** What needs to be done **
Copy out the listing below with "trace the outline" swapped for "draw the boundary" everywhere it occurs and every other line unchanged. Leave the pictures out.

-=-=-=-=-

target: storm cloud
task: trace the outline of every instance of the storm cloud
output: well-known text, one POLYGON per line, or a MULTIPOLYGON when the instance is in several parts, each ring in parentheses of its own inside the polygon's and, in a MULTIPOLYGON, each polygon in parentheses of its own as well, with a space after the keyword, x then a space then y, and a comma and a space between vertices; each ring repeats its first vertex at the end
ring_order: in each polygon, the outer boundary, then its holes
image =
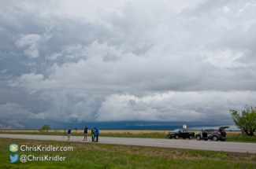
POLYGON ((256 101, 255 9, 255 1, 3 1, 0 127, 233 125, 229 108, 256 101))

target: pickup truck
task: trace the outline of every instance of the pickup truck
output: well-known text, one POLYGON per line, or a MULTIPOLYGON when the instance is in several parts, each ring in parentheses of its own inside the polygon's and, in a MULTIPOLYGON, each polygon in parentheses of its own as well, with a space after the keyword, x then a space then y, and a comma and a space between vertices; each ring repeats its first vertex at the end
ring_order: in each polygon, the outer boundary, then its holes
POLYGON ((179 138, 183 138, 184 139, 186 139, 186 138, 188 138, 189 139, 192 139, 192 138, 195 137, 195 132, 188 132, 187 130, 184 129, 176 129, 173 132, 169 132, 167 136, 169 138, 175 138, 176 139, 178 139, 179 138))

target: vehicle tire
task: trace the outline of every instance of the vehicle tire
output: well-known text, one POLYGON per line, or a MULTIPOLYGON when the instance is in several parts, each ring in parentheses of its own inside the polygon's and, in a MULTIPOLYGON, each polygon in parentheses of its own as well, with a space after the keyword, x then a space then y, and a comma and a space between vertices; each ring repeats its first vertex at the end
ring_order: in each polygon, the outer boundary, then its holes
POLYGON ((200 140, 201 140, 201 137, 200 137, 199 135, 198 135, 198 136, 196 136, 196 139, 197 139, 198 141, 200 141, 200 140))
POLYGON ((175 138, 178 139, 179 138, 179 135, 175 135, 175 138))
POLYGON ((216 135, 214 135, 213 139, 214 141, 217 141, 217 137, 216 135))

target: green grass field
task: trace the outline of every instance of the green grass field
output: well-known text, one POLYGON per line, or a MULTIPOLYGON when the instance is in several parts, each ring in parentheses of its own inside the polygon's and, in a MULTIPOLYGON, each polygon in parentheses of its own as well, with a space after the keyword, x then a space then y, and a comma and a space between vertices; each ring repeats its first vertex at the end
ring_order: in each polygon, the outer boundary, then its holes
POLYGON ((163 149, 143 146, 104 145, 1 138, 0 168, 256 168, 256 155, 204 150, 163 149), (11 152, 9 146, 71 146, 72 152, 11 152), (15 153, 66 156, 65 161, 32 161, 11 163, 9 155, 15 153))
MULTIPOLYGON (((165 138, 168 131, 164 130, 101 130, 101 137, 115 137, 115 138, 165 138)), ((198 131, 195 131, 196 133, 198 131)), ((49 132, 39 132, 38 130, 0 130, 0 134, 45 134, 45 135, 63 135, 62 130, 50 130, 49 132)), ((256 135, 247 136, 243 135, 237 131, 227 131, 228 139, 226 141, 236 142, 250 142, 256 143, 256 135)), ((74 130, 72 135, 83 136, 83 130, 74 130)), ((90 137, 90 133, 88 136, 90 137)), ((181 138, 180 138, 181 139, 181 138)), ((195 138, 194 138, 195 139, 195 138)))

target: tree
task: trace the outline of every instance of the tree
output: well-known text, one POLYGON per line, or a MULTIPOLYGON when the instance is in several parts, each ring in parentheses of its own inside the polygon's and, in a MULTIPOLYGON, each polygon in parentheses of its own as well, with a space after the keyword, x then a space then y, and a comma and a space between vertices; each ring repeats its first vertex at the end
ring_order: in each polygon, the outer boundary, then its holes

-=-=-=-=-

** Expected answer **
target: storm cloud
task: draw the boundary of every instance of the storm cloud
output: well-known text, one POLYGON per line, or a MULTIPOLYGON when the instance is in several parts, each ring in parentheses of its own inside the polygon's and, in a MULTIPOLYGON, each polygon in parentheses of its own as well, with a space after the keyword, x then a space then y, and a comma and a space between vertices; each ring repeats its first vertex at the end
ring_order: in each polygon, the outer boundary, then its holes
image =
POLYGON ((256 101, 255 9, 255 1, 3 1, 0 127, 233 125, 229 108, 256 101))

target: pickup truck
task: draw the boundary of every instance of the pickup truck
output: well-known text, one POLYGON per line, or a MULTIPOLYGON when the instance is in several parts, each ring in parentheses of its own inside the polygon's and, in a MULTIPOLYGON, each polygon in parentheses of its own as well, with a space after the keyword, x then a space then y, and a comma and a space between vertices; each ring repeats its first vertex at the end
ring_order: in each polygon, the outer boundary, then its holes
POLYGON ((179 138, 183 138, 184 139, 186 139, 186 138, 188 138, 189 139, 192 139, 192 138, 195 137, 195 132, 188 132, 187 130, 184 129, 176 129, 173 132, 169 132, 167 136, 169 138, 175 138, 176 139, 178 139, 179 138))

target: vehicle tire
task: draw the boundary of every instance of the vehicle tire
output: well-known text, one POLYGON per line, or a MULTIPOLYGON when the instance is in several parts, each ring in parentheses of its own inside the polygon's and, in a MULTIPOLYGON, each polygon in parentheses of its own as well, with a space after the keyword, x then a space then y, and a comma and a space between vertices; each ring repeats its first vertex at the end
ring_order: in each polygon, the outer boundary, then its holes
POLYGON ((200 140, 201 140, 201 137, 200 137, 199 135, 198 135, 198 136, 196 136, 196 139, 197 139, 198 141, 200 141, 200 140))
POLYGON ((175 138, 178 139, 179 138, 179 135, 175 135, 175 138))
POLYGON ((216 135, 214 135, 213 139, 214 141, 217 141, 217 137, 216 135))

target: green grass field
task: draw the boundary of every instance of the green grass field
output: well-known text, one POLYGON per line, or a MULTIPOLYGON when the instance is in several parts, each ring in parentheses of its own inside the polygon's and, in a MULTIPOLYGON, each polygon in parentheses of its own as well, with a space after the keyword, x then a space then y, and a comma and a space between vertices; each ring repeats its first vertex at the end
ring_order: in each polygon, the outer boundary, then its holes
POLYGON ((163 149, 143 146, 104 145, 1 138, 0 168, 256 168, 256 155, 204 150, 163 149), (11 152, 9 146, 71 146, 72 152, 11 152), (15 153, 66 156, 65 161, 32 161, 11 163, 9 155, 15 153))
MULTIPOLYGON (((165 138, 168 131, 164 130, 101 130, 101 137, 115 137, 115 138, 165 138)), ((198 131, 195 131, 196 133, 198 131)), ((49 132, 39 132, 38 130, 0 130, 0 134, 45 134, 45 135, 63 135, 62 130, 50 130, 49 132)), ((256 135, 247 136, 243 135, 237 131, 227 131, 228 139, 226 141, 236 142, 250 142, 256 143, 256 135)), ((74 130, 72 135, 83 136, 83 130, 74 130)), ((90 137, 90 133, 88 136, 90 137)), ((181 138, 180 138, 181 139, 181 138)), ((195 138, 194 138, 195 139, 195 138)))

target: tree
task: draw the boundary of every instance of the tree
output: well-known text, one POLYGON per line, or a MULTIPOLYGON when the instance is in several parts, each ring in parentheses of its own inside the polygon's and, in a MULTIPOLYGON, each polygon in parentheses of its own as well, with a space after the keyword, x then a space then y, and a comma and a space between vertices; each ring repeats its first vertex at the end
ring_order: in each polygon, the outer boundary, then its holes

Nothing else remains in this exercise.